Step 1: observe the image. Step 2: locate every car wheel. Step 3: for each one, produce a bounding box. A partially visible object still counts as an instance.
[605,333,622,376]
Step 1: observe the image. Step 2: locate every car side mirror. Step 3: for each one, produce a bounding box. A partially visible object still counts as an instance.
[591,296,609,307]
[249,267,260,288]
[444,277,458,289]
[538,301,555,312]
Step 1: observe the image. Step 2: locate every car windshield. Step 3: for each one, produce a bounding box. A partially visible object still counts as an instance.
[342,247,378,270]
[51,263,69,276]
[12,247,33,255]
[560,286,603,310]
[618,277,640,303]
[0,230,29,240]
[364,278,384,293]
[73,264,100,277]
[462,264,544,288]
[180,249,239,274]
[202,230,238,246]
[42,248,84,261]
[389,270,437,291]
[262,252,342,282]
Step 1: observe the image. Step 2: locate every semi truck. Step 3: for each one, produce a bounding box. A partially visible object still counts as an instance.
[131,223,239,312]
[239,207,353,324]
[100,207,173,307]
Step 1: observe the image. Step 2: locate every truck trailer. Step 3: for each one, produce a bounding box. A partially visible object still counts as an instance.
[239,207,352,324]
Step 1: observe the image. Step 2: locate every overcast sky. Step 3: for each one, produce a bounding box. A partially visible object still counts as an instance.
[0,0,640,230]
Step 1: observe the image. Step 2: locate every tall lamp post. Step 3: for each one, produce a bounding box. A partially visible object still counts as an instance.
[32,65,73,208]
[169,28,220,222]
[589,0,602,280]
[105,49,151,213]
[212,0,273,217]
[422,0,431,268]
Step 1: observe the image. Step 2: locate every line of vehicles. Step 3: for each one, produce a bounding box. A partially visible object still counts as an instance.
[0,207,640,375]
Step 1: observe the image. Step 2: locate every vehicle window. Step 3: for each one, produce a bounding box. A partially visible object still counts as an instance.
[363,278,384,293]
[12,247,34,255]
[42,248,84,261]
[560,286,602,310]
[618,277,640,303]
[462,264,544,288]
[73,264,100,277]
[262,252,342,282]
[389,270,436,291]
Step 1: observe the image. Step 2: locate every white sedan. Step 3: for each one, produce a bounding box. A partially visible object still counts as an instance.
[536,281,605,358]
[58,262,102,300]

▸ **WHAT YOU NEED TO DO**: Duplicate every one of the lines above word for word, in the same order.

▸ **RESPONSE TO THIS EXERCISE**:
Step 1: observe the image. Step 2: locate every car wheel. Step 3: for each one, produce a bounding box. A partially visible object still counts as an instance.
[605,333,622,376]
Step 1: observe the image. Step 2: locate every car side mirror. Step 3: for each one, produce a bounding box. A partially visible object still counts as an instance.
[591,296,609,307]
[249,267,260,288]
[444,277,458,289]
[538,301,555,312]
Step 1: observe the image. Step 2: locate every car windshield. Step 3: for each one, produce a bounding box. A partially visible object still counts as an instance.
[342,247,378,270]
[51,263,69,276]
[12,247,33,255]
[560,286,603,310]
[618,277,640,303]
[0,230,29,240]
[364,278,384,293]
[73,264,100,277]
[462,264,544,288]
[180,249,239,274]
[202,230,238,246]
[42,248,84,261]
[389,270,437,291]
[262,252,342,282]
Step 1: observe the image. Step 2: locate every semi truck. Step 3: for each one, produce a bounding box. A partially visible object still counts as an instance.
[131,223,239,312]
[239,207,353,324]
[100,207,173,307]
Step 1: observe the image. Step 2: locate every truck trailer. Step 3: for each one, produce a bounding box. A partially visible object still counts as an instance.
[239,207,352,324]
Step 1: observe the image. Step 2: locate every overcast sky. Step 3: for each one, produce a bounding box. A partially visible object still counts as an instance.
[0,0,640,230]
Step 1: observe the image. Step 2: locate every tall lamp post. Step 3: for each one, produce a bounding box. A partially visible object still counts as an instance.
[32,65,73,208]
[169,28,220,222]
[589,0,602,280]
[105,49,151,213]
[212,0,273,217]
[422,0,431,268]
Step 1: observe the image. Step 2: locate every line of vehicles. Step 3: for each one, produce a bounding box. A partially visible object still counts as an instance.
[0,207,640,375]
Step 1: observe the image. Step 2: locate every vehicle window. Step 3: for each one, produce a bounding box. A partially visible object still counts as an instance.
[363,278,384,293]
[12,247,34,255]
[42,248,84,261]
[560,286,602,310]
[618,277,640,303]
[462,264,544,288]
[73,264,100,277]
[262,252,342,282]
[389,270,436,291]
Step 1: observe the image. Step 2: locate every white sedan. Step 3: for each one, produce a bounding box. A partially visible object still counts as an instance.
[536,281,605,358]
[58,262,102,300]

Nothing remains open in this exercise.